*** Datos proporcionados ***

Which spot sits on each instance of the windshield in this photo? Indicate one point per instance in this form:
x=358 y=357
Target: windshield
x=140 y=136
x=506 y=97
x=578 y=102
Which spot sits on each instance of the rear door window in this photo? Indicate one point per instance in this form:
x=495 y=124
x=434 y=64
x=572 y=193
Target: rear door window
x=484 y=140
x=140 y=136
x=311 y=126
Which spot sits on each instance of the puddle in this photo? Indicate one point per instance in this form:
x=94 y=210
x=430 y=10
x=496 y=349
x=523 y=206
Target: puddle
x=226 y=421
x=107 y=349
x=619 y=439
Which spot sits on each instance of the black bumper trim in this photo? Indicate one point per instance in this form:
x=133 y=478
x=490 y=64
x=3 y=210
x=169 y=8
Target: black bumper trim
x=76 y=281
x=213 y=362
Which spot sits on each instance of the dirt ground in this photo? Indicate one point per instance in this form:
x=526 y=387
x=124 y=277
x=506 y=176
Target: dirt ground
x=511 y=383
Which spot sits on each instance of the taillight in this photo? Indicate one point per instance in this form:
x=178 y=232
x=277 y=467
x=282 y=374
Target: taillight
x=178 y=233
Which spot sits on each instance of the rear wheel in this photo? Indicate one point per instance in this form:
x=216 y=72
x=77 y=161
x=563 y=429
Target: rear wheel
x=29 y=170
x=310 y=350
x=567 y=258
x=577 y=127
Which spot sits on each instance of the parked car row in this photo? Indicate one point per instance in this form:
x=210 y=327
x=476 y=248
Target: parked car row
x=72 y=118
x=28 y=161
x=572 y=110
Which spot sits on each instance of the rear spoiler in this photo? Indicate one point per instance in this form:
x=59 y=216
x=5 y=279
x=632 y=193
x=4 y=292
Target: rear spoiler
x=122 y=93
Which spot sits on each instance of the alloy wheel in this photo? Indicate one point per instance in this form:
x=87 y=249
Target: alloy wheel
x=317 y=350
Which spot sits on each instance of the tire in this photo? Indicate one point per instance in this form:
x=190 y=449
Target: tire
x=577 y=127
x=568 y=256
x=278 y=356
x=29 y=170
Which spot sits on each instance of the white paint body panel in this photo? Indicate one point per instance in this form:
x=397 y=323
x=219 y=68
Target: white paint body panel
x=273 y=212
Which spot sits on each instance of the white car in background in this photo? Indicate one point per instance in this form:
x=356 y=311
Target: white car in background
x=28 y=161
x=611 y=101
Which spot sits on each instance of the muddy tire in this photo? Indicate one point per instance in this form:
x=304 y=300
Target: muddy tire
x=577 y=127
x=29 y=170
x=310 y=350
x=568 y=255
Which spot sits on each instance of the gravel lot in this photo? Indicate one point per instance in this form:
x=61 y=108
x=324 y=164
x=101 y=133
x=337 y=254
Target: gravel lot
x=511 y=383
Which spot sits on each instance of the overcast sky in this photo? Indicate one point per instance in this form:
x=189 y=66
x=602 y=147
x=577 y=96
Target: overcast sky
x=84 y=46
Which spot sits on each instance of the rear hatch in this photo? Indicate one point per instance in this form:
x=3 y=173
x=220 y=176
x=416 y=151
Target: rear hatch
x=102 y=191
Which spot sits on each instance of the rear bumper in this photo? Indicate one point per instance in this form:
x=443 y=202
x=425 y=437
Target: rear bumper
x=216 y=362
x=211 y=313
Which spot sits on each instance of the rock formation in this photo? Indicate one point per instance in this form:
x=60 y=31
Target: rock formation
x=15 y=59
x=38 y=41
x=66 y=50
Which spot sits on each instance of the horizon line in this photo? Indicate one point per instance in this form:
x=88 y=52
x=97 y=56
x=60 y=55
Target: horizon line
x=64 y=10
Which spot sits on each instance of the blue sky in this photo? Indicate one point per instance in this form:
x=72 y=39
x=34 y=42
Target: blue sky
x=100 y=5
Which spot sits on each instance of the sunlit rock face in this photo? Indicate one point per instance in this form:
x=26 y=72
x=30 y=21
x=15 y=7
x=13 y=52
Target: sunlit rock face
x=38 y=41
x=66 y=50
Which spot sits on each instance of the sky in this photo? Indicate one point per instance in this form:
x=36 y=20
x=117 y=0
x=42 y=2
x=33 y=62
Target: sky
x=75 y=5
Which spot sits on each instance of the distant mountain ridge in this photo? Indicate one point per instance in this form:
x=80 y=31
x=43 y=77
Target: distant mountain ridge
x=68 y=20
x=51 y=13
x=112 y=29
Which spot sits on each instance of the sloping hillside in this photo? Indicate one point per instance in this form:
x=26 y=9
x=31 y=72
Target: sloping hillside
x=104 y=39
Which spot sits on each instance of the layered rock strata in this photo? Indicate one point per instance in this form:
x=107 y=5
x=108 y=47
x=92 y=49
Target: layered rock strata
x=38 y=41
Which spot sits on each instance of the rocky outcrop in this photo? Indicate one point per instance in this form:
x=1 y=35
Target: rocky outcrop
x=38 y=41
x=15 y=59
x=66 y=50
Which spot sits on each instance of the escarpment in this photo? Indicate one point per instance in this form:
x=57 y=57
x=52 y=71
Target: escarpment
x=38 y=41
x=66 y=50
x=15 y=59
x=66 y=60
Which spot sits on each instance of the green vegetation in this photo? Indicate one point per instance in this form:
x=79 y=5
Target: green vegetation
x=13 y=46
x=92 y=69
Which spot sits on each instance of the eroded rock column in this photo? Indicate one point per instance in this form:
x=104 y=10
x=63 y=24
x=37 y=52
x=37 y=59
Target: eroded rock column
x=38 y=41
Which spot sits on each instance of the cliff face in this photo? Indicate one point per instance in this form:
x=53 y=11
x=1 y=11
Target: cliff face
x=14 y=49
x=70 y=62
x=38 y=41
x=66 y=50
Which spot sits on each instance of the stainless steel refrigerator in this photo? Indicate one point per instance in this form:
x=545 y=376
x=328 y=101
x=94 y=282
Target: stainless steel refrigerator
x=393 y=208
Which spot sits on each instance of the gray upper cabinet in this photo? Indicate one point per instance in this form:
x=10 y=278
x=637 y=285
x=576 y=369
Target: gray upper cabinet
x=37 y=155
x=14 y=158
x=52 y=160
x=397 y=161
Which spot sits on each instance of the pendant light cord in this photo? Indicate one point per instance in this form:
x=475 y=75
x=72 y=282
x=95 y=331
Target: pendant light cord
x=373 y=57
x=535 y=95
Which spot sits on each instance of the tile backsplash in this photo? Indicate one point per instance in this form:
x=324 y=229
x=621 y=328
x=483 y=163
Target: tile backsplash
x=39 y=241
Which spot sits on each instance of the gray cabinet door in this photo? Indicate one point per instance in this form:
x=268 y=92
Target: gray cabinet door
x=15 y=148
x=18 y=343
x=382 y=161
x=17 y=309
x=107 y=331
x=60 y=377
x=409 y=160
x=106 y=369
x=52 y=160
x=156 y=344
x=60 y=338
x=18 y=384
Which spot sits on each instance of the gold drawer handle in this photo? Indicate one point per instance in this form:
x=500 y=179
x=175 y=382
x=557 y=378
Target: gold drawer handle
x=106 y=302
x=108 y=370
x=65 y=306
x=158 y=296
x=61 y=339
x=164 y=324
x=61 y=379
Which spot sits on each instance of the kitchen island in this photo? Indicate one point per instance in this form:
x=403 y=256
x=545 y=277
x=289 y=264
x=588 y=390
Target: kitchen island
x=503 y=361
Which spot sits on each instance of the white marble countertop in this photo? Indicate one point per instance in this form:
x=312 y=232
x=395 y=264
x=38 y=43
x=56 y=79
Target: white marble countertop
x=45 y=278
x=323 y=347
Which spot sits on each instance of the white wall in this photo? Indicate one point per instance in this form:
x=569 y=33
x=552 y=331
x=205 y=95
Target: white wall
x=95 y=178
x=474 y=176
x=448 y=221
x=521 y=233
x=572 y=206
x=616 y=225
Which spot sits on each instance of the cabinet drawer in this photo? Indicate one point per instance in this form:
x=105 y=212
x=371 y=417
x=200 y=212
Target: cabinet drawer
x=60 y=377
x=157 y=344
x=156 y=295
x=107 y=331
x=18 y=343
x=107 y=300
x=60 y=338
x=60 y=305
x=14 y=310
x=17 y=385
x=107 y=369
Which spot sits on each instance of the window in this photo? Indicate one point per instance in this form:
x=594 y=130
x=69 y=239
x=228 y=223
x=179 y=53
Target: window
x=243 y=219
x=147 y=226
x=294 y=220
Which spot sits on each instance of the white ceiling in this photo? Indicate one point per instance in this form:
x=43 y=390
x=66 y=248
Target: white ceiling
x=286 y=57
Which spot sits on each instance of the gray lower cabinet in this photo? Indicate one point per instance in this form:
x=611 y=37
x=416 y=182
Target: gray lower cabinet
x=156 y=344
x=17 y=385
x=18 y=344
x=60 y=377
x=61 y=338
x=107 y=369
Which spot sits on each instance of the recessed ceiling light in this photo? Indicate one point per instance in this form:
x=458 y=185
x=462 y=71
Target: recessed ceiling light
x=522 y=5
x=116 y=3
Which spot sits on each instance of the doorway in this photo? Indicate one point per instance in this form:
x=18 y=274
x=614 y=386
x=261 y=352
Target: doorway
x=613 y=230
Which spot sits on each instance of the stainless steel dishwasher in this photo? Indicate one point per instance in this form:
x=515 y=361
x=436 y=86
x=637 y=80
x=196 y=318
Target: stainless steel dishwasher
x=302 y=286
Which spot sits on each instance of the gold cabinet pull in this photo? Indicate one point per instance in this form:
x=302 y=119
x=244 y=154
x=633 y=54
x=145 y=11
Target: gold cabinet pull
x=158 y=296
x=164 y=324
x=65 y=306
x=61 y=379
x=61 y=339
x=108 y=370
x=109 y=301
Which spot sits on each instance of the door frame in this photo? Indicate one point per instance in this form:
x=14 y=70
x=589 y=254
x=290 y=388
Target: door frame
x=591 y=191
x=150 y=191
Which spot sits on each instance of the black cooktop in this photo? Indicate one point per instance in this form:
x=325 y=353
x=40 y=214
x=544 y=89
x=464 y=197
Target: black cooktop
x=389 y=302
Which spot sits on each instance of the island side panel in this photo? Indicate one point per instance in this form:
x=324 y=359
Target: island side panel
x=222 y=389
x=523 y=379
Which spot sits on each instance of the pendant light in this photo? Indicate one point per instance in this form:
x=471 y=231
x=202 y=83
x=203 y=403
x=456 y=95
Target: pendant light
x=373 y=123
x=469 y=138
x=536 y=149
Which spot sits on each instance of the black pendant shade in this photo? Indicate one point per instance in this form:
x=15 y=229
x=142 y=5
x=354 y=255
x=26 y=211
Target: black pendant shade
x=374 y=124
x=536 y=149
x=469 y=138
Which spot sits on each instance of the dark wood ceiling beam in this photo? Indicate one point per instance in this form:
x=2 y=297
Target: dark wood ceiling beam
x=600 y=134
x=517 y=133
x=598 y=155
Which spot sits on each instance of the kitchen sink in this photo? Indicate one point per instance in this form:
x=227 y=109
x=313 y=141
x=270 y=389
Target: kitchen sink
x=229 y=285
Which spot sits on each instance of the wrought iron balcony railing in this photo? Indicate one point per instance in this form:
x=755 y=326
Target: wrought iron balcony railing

***

# Ejercicio planteado:
Transcribe sin cambios la parte de los datos que abre con la primera línea y cierra con la línea que contiene "x=178 y=233", incluidas ambas.

# Resultado:
Which spot sits on each instance of the windshield in this photo? Indicate one point per instance in this form:
x=358 y=357
Target: windshield
x=140 y=136
x=506 y=97
x=578 y=102
Which spot sits on each instance of the rear door window in this photo? Indicate one point per instance in this form:
x=495 y=124
x=434 y=64
x=572 y=193
Target: rear door window
x=484 y=140
x=140 y=136
x=311 y=126
Which spot sits on each instance of the puddle in this photo? Indicate one point per instance in this form:
x=94 y=210
x=430 y=10
x=496 y=349
x=523 y=206
Target: puddle
x=226 y=421
x=107 y=349
x=619 y=439
Which spot sits on each instance of the black bumper trim in this photo? Indicate one point per instance in this form:
x=133 y=478
x=490 y=64
x=3 y=210
x=169 y=8
Target: black bumper trim
x=76 y=281
x=213 y=362
Which spot sits on each instance of the dirt ground in this photo? Indicate one point per instance in this form:
x=526 y=387
x=124 y=277
x=506 y=176
Target: dirt ground
x=511 y=383
Which spot sits on each instance of the taillight in this photo? Indicate one point per instance in this form:
x=178 y=232
x=277 y=467
x=282 y=374
Target: taillight
x=178 y=233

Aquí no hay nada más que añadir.